Problem to work on ▸ Your task is to reproduce exactly the lines that run from the beginning of the data through the line where "Target: fingernail" appears.

(Point localization data)
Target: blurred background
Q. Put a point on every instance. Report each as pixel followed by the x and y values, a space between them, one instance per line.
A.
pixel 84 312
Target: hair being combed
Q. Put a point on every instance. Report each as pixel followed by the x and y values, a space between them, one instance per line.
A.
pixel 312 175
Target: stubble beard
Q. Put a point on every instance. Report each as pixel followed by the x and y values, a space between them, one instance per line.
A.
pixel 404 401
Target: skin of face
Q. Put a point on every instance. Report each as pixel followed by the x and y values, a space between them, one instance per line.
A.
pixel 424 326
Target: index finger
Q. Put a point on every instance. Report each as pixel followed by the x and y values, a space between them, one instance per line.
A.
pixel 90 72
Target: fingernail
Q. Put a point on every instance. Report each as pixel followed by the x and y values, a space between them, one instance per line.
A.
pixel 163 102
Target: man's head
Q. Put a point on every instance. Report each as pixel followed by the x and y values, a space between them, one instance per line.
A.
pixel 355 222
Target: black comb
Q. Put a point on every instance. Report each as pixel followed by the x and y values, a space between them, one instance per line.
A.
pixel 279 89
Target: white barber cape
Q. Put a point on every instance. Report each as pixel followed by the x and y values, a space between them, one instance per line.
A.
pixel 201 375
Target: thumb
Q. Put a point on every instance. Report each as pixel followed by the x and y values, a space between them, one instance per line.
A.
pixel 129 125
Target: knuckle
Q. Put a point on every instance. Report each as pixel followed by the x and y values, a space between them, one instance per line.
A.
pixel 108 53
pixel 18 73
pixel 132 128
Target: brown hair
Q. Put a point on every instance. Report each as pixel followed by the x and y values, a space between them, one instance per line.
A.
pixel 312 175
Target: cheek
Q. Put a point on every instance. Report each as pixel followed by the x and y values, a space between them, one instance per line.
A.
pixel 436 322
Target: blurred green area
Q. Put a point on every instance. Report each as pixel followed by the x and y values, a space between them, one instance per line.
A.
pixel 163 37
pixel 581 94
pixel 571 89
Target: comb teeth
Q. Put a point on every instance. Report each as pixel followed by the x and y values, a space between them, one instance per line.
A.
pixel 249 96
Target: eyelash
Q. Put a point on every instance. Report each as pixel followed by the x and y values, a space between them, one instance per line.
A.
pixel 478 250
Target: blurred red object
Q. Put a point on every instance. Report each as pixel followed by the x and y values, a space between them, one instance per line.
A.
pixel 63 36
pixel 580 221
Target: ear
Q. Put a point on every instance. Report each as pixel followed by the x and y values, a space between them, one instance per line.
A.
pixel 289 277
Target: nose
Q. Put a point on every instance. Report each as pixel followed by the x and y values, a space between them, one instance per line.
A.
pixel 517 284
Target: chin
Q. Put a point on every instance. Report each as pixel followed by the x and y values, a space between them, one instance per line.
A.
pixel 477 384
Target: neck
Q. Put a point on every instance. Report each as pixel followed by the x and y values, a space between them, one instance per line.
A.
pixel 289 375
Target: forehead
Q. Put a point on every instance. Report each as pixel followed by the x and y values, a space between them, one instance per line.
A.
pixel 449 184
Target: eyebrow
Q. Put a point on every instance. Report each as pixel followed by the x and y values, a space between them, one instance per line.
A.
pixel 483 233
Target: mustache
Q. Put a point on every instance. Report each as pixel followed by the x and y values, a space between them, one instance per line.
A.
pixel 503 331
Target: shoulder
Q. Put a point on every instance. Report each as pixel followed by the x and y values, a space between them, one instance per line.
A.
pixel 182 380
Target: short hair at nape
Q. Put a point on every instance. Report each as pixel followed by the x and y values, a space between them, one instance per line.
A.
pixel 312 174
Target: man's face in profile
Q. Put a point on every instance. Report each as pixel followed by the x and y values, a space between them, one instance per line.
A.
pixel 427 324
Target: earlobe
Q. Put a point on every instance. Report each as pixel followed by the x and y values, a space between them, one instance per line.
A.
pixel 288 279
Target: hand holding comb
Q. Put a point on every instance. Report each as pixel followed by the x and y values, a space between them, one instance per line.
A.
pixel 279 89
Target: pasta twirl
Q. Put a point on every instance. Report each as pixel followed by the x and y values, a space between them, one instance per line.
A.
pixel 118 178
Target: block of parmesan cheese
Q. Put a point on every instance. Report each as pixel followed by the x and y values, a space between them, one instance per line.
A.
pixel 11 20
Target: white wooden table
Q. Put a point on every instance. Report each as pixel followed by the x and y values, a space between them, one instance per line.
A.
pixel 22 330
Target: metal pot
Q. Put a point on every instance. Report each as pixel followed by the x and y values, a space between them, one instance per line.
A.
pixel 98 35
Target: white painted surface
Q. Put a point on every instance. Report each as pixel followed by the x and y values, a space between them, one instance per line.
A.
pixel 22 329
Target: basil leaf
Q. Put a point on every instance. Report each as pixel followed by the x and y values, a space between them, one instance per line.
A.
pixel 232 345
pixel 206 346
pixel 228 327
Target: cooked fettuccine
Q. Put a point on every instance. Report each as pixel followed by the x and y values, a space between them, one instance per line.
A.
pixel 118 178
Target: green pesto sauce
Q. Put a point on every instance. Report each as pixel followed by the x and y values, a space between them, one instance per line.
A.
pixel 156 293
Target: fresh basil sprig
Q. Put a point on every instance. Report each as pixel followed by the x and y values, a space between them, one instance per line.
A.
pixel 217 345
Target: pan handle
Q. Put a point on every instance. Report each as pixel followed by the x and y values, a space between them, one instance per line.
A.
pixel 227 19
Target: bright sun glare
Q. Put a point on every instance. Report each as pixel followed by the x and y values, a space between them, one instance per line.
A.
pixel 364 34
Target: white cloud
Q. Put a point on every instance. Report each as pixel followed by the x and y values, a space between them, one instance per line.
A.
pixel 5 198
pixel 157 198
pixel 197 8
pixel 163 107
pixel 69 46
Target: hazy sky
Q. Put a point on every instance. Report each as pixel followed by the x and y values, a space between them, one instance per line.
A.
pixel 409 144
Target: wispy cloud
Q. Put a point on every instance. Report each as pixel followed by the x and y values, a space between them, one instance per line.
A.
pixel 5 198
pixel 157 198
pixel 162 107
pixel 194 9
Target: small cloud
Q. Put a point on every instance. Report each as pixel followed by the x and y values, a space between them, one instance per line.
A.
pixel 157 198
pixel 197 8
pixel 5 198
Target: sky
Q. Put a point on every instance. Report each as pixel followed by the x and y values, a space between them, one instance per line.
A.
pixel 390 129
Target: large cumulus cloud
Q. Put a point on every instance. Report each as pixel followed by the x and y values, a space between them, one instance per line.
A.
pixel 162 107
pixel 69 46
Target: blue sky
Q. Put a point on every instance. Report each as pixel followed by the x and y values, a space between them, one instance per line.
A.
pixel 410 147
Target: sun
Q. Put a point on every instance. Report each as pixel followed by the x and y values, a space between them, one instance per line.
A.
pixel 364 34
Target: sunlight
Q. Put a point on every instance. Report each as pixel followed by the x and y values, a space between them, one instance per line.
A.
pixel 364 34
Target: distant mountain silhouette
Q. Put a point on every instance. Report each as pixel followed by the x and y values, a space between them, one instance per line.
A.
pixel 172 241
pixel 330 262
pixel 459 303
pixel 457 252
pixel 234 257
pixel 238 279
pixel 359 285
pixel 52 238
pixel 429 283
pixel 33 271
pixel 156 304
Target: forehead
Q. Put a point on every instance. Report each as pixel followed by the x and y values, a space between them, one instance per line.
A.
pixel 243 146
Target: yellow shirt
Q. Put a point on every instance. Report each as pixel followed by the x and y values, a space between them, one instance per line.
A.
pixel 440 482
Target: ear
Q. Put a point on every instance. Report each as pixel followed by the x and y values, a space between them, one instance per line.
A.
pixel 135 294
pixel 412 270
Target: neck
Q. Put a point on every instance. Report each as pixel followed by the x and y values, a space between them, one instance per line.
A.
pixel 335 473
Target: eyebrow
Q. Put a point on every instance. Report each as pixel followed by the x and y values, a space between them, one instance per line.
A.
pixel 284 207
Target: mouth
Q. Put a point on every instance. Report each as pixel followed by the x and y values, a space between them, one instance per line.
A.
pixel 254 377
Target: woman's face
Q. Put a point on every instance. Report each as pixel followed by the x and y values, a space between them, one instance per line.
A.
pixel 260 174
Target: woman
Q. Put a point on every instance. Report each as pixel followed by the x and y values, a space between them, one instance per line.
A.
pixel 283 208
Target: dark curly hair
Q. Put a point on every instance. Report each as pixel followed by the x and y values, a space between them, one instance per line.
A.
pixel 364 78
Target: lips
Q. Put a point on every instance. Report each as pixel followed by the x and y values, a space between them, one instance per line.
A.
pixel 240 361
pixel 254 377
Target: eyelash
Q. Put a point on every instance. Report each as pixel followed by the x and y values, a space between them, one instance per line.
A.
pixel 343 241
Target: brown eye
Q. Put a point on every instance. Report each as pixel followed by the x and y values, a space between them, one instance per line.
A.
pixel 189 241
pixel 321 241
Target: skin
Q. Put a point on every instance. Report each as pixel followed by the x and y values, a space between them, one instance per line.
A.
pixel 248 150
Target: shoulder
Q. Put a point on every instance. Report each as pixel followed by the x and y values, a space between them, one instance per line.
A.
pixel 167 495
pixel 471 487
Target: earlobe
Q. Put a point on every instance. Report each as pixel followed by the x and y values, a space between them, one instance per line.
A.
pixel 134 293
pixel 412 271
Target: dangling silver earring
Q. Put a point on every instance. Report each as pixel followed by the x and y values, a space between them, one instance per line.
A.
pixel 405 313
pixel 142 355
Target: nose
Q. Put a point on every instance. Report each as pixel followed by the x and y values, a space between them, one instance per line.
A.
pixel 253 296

Expected answer ▸
Target: blurred background
Q. Put a point on every instance. Report each as pixel followed by the x and y values, a space between them, one instance per line.
A.
pixel 84 312
Target: hair being combed
Q. Put a point on every instance. Report each as pixel followed by the x and y values, a space between them, one instance per line.
A.
pixel 312 175
Target: stubble beard
Q. Put a point on every instance. Report each as pixel followed by the x and y values, a space between them, one instance per line.
A.
pixel 404 401
Target: skin of face
Q. Put a point on every instance. Report each as pixel followed by the x and y values, a space between them, one instance per line.
A.
pixel 424 326
Target: index finger
Q. Put a point on every instance. Report each as pixel followed by the x and y values, a space between them, one instance per line.
A.
pixel 90 72
Target: fingernail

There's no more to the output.